# Supplied information:

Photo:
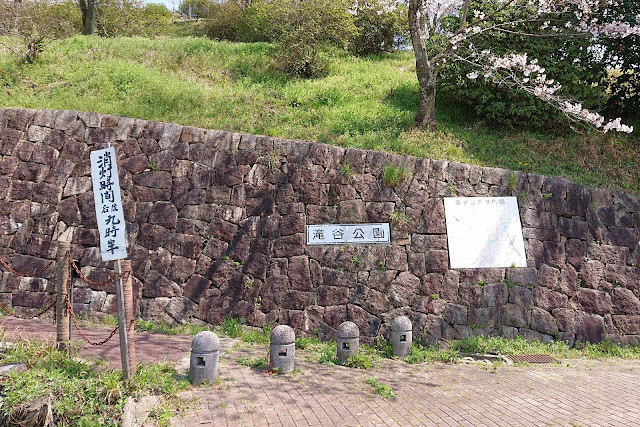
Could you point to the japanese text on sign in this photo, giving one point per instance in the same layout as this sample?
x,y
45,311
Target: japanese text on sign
x,y
484,232
332,234
106,193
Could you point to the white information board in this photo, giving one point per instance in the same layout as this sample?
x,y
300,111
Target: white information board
x,y
359,234
106,193
484,232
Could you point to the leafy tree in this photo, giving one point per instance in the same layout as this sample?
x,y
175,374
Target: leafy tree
x,y
195,8
381,24
573,58
623,57
303,29
224,21
447,30
88,9
131,18
36,23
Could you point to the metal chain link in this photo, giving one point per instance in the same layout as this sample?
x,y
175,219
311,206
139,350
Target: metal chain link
x,y
5,265
85,278
8,311
84,337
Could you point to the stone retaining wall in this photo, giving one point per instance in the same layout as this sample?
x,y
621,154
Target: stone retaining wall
x,y
216,227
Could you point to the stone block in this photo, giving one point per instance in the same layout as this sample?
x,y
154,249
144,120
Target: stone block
x,y
573,228
578,199
494,294
590,328
514,315
548,300
157,285
554,254
469,294
521,296
436,261
625,301
623,236
566,319
627,324
543,321
403,288
299,275
485,317
594,301
288,246
548,276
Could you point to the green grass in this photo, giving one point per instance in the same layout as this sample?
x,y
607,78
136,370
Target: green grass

# Challenge:
Reproduce all of the entries above with every instance of "stone" substituted by "granite" and no other changes, omitting the pictures.

# Task output:
Photo:
Could you point to the japanese text on sign in this photo, giving one point per instance in the same layout as this sample?
x,y
45,311
Target: japanese text on sign
x,y
484,232
332,234
106,193
Could you point to the white information board in this photo, giving one point per instance in the same layout as this sample?
x,y
300,111
Target: white information board
x,y
359,234
106,193
484,232
Could you point to the leafy tree in this photo, giving one point per instance in the same layout as this sample?
x,y
175,374
Target: leafy tree
x,y
195,8
381,24
573,58
623,57
303,29
224,21
447,30
88,9
131,18
36,23
Could you point to the metal chain link in this photo, giving one point per instance in the same layout as this sample?
x,y
175,219
311,206
139,350
Target: metal chain link
x,y
5,265
85,278
8,311
84,337
Could you point to the granite retaining wall in this photo, giving one point per instance in the same layout as this sample?
x,y
621,154
Target: granite retaining wall
x,y
216,227
Could you point to the granite block in this photo, giving one point per instance in the same layout as this sample?
x,y
154,249
144,120
Target: granite block
x,y
573,228
578,199
494,294
590,328
514,315
548,300
157,285
554,254
469,294
521,296
436,261
625,301
623,236
566,319
627,324
543,321
403,288
299,275
485,317
594,301
288,246
548,276
Could you point to the green grass in this photo, giving one point per instance in the same layout as this sample?
x,y
607,78
136,370
Target: green grass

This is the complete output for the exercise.